[Saved entries]
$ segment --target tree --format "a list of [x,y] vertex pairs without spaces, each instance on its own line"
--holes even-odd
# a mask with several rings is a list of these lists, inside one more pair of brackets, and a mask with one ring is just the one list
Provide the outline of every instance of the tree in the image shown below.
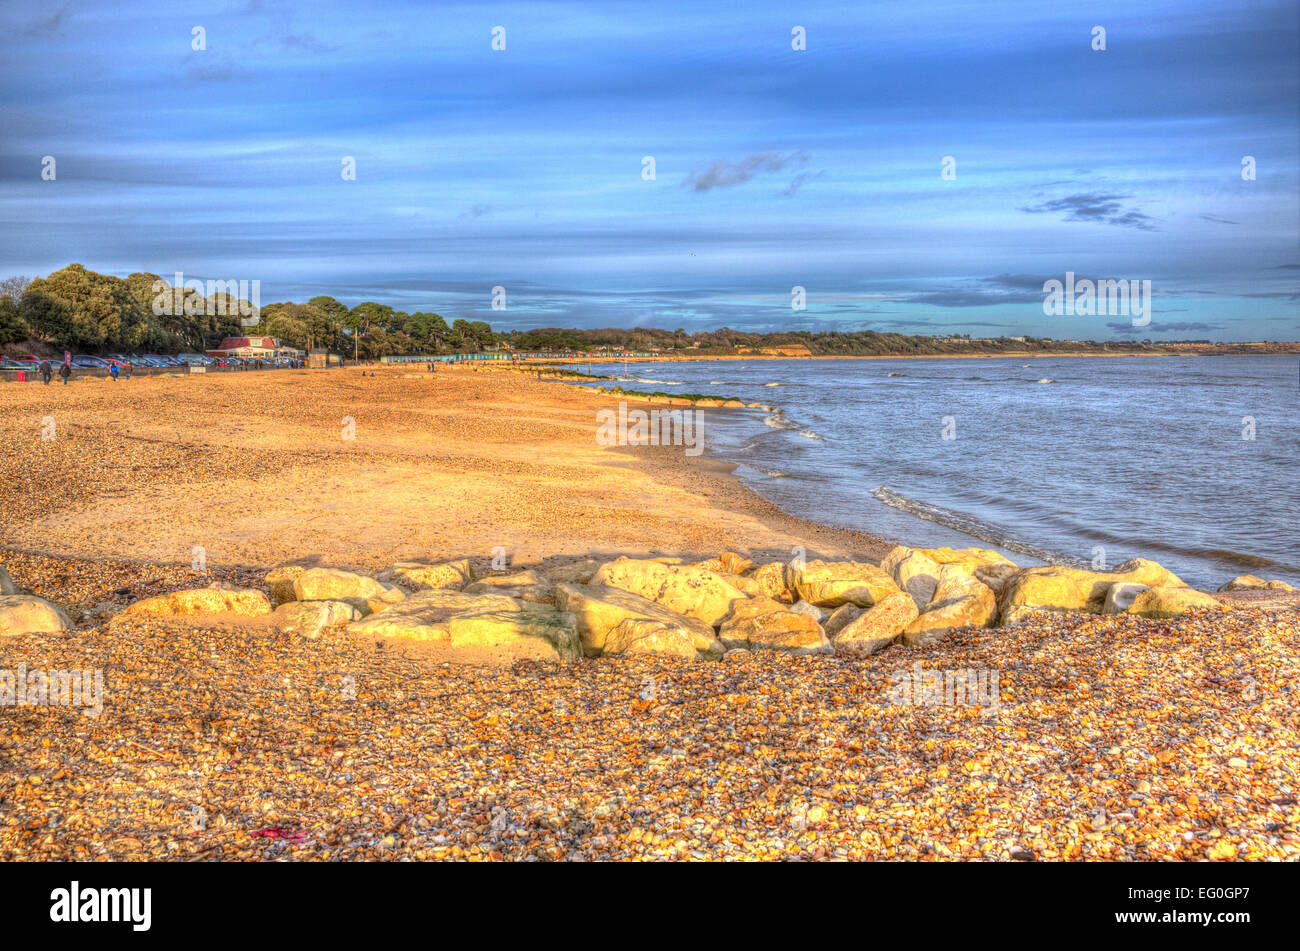
[[372,328],[384,326],[392,316],[393,308],[369,300],[348,311],[343,323],[352,331],[353,359],[361,359],[361,338]]
[[18,313],[18,305],[10,297],[0,297],[0,344],[18,343],[31,336],[32,329],[27,326]]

▶ Exercise
Please copy every record above exactly, but leave the pictures out.

▶ Problem solution
$ segment --target tree --format "a list of [x,y] vertex pairs without spaces, each instance on its own line"
--holes even-odd
# a mask with several rings is a list of these lists, inside one more pair of brackets, and a mask with one ring is just the one list
Provide the outline of every instance of the tree in the image shown below.
[[372,328],[384,326],[392,316],[393,308],[369,300],[348,311],[343,323],[352,331],[353,359],[361,359],[361,338]]
[[18,313],[18,305],[10,297],[0,297],[0,344],[18,343],[31,336],[32,329],[27,326]]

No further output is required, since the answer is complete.